Challenge: Lines before the one containing "Where can you spot the green vegetation?" are excluded. Repeat that line and every line after it, exactly.

Given records:
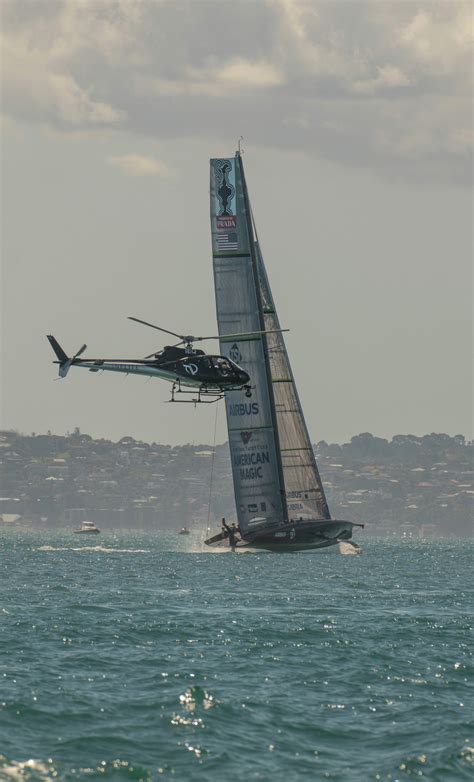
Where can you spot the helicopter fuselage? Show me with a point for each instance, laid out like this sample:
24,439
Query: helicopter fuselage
194,370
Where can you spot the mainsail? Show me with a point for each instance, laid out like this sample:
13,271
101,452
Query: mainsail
275,474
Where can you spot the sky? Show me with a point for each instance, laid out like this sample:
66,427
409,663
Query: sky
357,127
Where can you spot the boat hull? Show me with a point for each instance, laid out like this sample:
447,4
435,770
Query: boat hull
299,536
86,531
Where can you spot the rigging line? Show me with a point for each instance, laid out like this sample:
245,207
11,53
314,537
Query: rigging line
212,470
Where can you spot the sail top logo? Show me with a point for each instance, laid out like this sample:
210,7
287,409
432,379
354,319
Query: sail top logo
224,181
235,354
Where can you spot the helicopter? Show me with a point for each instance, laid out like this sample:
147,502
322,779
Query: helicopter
191,371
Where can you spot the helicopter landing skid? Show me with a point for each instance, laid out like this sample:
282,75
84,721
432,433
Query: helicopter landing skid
213,395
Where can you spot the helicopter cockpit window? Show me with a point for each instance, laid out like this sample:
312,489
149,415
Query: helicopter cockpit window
222,365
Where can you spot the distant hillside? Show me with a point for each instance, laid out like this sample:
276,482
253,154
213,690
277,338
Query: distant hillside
407,486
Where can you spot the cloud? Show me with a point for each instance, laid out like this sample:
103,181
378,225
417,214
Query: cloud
383,85
139,165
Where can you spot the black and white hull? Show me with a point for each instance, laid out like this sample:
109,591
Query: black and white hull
298,536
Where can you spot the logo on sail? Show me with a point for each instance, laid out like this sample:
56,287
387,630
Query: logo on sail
225,190
235,354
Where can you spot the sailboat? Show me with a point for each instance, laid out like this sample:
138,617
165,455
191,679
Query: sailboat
279,496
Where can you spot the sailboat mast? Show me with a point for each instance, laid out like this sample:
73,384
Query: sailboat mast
271,395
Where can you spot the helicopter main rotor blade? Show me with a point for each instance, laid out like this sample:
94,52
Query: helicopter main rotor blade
159,352
241,334
79,352
152,326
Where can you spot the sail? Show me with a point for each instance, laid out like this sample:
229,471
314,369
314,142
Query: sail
303,487
253,438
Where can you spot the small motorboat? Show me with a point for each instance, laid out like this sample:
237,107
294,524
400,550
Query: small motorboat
87,527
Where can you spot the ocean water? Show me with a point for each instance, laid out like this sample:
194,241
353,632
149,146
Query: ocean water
143,657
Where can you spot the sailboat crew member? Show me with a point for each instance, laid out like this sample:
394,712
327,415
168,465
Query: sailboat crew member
231,532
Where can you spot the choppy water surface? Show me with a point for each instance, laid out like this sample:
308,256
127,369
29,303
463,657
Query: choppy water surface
140,657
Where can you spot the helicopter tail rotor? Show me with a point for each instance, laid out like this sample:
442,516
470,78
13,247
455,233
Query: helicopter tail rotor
64,361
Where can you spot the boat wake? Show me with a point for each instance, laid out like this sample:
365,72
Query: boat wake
102,549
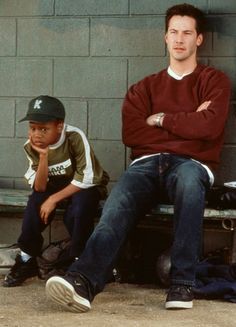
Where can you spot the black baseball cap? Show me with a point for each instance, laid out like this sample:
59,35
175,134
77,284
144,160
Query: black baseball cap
44,108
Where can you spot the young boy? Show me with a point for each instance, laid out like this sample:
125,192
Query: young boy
62,166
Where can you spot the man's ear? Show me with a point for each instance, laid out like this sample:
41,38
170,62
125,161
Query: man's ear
199,39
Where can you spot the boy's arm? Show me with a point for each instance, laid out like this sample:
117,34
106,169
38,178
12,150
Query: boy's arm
41,177
50,204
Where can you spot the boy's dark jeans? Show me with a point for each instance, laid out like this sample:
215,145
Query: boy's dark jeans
79,216
138,189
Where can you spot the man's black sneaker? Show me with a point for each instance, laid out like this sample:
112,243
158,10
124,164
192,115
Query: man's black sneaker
72,291
179,297
20,271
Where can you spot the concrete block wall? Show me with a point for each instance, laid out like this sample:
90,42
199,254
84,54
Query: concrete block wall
87,53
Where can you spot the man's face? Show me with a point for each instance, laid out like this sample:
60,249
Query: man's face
182,39
44,134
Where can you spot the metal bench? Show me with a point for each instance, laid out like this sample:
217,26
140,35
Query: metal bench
13,201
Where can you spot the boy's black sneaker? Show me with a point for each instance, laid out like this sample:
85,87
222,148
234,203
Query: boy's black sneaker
20,271
179,297
72,291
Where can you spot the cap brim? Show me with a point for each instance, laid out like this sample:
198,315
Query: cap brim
38,118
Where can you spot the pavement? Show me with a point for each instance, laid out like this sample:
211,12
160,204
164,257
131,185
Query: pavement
120,304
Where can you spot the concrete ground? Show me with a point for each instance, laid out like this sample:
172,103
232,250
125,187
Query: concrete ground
119,305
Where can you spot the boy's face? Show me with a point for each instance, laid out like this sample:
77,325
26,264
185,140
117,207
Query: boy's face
182,39
44,134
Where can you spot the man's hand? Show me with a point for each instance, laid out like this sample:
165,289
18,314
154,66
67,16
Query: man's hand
46,208
152,120
203,106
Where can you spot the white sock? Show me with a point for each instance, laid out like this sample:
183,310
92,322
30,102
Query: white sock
25,256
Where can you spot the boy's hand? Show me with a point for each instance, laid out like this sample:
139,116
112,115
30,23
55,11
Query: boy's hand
46,208
43,151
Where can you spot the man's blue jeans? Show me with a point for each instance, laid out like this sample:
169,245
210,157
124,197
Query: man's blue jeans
138,190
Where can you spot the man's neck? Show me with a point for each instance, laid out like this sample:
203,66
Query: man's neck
183,68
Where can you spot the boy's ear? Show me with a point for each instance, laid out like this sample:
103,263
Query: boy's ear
60,126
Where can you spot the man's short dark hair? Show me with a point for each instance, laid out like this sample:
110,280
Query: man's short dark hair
187,10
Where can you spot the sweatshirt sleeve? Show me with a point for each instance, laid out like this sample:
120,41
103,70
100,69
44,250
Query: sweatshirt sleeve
207,124
135,110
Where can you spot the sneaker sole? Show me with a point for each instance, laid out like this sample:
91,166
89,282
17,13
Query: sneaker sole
62,292
179,305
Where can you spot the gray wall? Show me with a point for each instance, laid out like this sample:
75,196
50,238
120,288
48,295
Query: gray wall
87,53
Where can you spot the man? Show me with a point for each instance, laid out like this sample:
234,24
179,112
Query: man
173,121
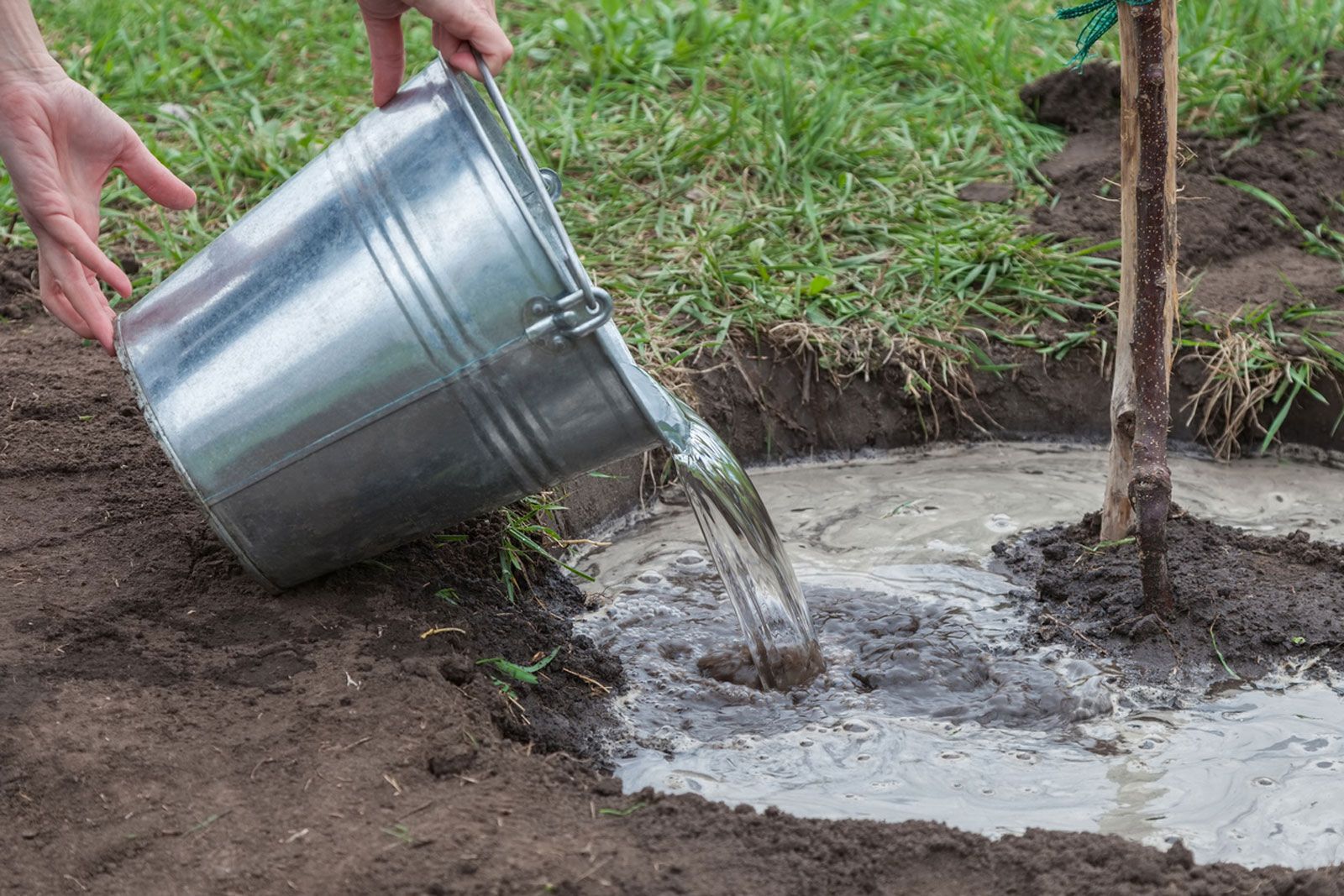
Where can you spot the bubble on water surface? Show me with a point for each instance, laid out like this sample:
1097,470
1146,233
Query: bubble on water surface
931,707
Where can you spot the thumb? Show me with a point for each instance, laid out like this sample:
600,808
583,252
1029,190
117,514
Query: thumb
152,176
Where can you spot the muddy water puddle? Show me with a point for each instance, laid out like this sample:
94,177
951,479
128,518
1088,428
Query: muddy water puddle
929,707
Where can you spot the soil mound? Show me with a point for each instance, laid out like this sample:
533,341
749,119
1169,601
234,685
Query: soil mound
165,726
1258,600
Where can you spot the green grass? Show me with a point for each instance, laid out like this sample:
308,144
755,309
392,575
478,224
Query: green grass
785,170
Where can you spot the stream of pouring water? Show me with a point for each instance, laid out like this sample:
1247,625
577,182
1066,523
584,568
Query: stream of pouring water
781,642
936,703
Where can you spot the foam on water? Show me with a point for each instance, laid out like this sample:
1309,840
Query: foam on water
929,708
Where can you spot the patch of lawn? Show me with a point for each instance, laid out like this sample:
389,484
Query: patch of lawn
781,170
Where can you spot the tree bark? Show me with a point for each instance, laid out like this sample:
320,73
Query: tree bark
1148,269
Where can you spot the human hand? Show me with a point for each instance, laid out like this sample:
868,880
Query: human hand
60,144
459,26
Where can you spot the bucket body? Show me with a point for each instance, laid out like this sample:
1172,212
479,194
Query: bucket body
385,345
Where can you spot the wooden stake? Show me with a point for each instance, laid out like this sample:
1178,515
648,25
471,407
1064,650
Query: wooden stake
1139,481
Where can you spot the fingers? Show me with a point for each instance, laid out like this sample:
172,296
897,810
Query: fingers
81,248
459,27
71,293
152,176
387,53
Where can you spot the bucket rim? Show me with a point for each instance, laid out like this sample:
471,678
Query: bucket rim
608,336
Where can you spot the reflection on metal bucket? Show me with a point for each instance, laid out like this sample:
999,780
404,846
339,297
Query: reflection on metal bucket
398,338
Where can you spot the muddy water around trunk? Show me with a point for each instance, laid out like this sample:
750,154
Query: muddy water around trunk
931,707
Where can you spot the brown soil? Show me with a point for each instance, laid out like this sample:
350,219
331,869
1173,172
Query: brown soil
165,726
1234,249
1267,600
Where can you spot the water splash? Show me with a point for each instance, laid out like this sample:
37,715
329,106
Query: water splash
781,647
932,707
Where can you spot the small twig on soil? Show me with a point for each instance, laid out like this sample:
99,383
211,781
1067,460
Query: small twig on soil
441,631
1079,634
591,681
1220,653
418,809
198,826
593,871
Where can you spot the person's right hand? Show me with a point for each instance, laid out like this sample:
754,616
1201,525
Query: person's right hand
60,144
459,26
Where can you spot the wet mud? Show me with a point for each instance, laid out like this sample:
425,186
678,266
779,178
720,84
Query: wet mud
940,699
1258,600
165,726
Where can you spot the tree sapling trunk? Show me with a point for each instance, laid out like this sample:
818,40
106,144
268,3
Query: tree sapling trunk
1140,410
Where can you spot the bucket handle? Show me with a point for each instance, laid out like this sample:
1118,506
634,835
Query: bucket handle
597,301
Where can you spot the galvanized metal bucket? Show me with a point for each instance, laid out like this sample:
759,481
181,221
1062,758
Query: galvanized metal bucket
400,338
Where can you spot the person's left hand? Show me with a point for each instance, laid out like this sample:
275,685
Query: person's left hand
60,144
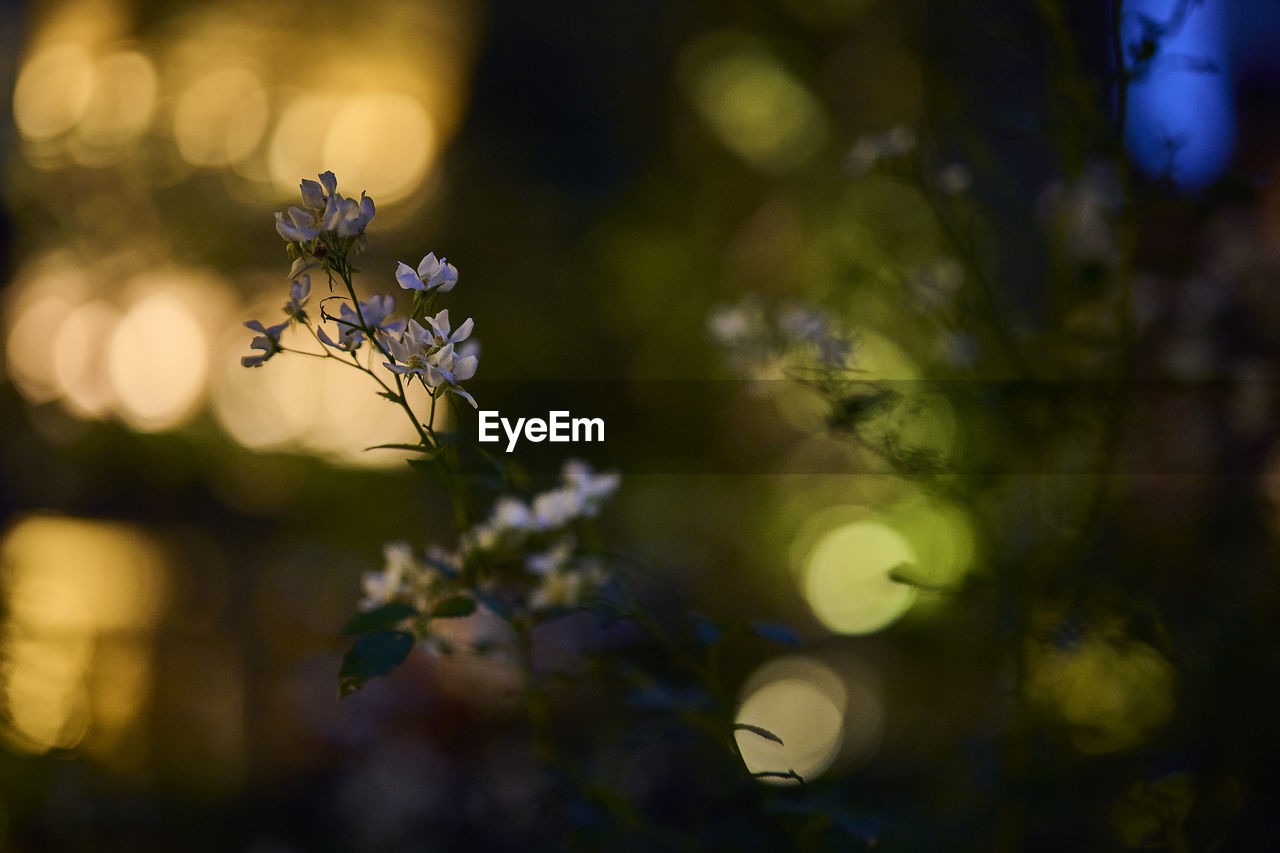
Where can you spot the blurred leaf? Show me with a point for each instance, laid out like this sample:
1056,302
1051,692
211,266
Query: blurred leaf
493,602
708,630
373,656
773,632
455,607
379,617
903,574
758,730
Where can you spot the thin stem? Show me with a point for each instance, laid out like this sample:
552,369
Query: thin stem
984,287
1121,69
400,398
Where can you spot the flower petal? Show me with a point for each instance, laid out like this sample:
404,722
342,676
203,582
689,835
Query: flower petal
428,265
407,278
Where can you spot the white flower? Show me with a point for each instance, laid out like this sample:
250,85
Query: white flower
455,369
736,324
510,514
324,210
440,329
430,274
268,341
592,488
955,178
346,215
298,228
558,589
557,507
312,195
300,292
868,151
411,351
302,265
375,313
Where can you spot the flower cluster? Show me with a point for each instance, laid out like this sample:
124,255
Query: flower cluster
324,214
323,233
799,337
525,557
868,151
439,356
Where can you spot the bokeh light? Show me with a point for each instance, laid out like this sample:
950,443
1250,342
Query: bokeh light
119,109
803,702
53,91
307,404
845,576
158,360
67,583
383,144
220,117
80,357
752,101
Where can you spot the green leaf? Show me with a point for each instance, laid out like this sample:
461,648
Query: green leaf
758,730
496,603
707,630
455,607
373,656
379,617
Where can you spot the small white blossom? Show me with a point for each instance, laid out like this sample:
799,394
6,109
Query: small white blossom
268,341
314,195
300,291
557,507
510,514
440,331
411,351
298,227
301,265
430,274
324,210
346,215
385,585
955,178
592,488
552,560
558,589
868,151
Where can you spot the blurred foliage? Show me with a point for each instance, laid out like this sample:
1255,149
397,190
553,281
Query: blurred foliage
1077,441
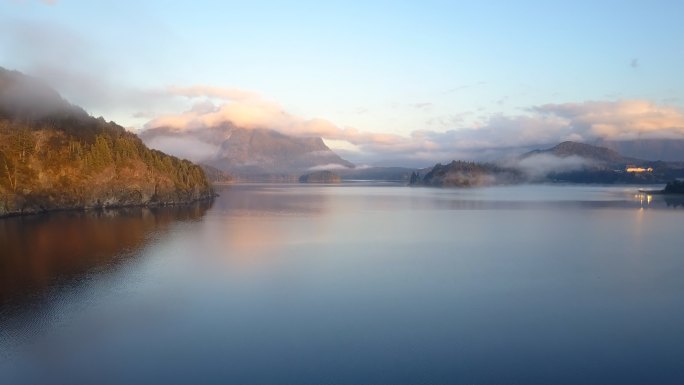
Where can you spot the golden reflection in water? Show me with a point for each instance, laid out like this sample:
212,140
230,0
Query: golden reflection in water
37,250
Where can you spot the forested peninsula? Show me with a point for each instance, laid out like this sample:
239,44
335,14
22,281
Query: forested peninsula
54,155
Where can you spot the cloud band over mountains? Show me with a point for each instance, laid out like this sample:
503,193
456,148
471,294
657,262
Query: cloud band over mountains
544,124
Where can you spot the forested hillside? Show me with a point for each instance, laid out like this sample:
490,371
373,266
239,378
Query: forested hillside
54,155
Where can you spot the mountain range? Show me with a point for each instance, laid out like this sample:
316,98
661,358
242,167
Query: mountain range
53,155
569,162
247,152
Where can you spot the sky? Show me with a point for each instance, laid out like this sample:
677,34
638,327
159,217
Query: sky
380,81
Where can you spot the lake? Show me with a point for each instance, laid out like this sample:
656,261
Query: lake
350,284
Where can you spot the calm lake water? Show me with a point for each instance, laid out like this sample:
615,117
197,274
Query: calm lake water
351,284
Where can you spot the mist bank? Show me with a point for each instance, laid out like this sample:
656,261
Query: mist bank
54,156
568,162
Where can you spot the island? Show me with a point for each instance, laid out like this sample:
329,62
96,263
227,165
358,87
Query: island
55,156
324,176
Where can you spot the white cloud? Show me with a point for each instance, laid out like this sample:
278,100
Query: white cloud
492,137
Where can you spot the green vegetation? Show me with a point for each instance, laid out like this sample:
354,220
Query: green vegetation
63,158
323,176
467,174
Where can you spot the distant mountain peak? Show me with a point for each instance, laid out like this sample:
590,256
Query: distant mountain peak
583,150
257,151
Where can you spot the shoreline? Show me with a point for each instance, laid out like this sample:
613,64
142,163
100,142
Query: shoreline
43,211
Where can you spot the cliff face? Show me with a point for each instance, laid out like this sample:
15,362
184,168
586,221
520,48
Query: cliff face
55,156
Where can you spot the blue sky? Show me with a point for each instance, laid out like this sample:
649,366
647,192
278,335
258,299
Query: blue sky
400,68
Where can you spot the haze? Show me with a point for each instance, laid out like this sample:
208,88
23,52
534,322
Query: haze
380,82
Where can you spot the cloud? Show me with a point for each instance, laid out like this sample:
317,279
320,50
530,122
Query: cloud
329,166
540,165
422,106
493,137
620,120
211,92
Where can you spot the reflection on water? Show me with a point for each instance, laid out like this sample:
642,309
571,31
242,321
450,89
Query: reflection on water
354,284
41,249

The completed task:
Where can you spot the green vegetation? Show me with a point for each instance, laid out like this sample:
354,220
Query: green vegetation
63,158
323,176
467,174
Where can you spot the distant mountain peak? Show me with a point for each instance, laid out like this sample:
590,256
Query: distant mountain peak
583,150
257,151
Where can you spot the shoreline? Show me with a point for each instance, laid out like this sample:
613,64
142,163
100,142
Query: shoreline
43,211
Where can you spot the cliff face? Show me with a point for each instance, laid out like this sample:
15,362
184,168
586,221
520,48
Query: cliff face
55,156
Where can you spot the blue sky? Show me with a point for each instance, laid out like this sample:
649,366
647,192
278,335
258,299
Query: blue sky
400,68
Where can you spot the haze? Show me with a point for each instance, laid out like this sample:
208,88
23,52
534,322
Query: haze
380,82
Where can you spot the cloud? Show me with a point for each instance, laid out like this sample:
317,279
320,50
530,122
Query: cloud
329,166
540,165
422,106
493,137
620,120
211,92
Where can you spot the reflection on water? Show me with a point for each instance, laid out like this sample:
642,309
571,31
242,321
450,89
Query: reflection on water
354,284
41,249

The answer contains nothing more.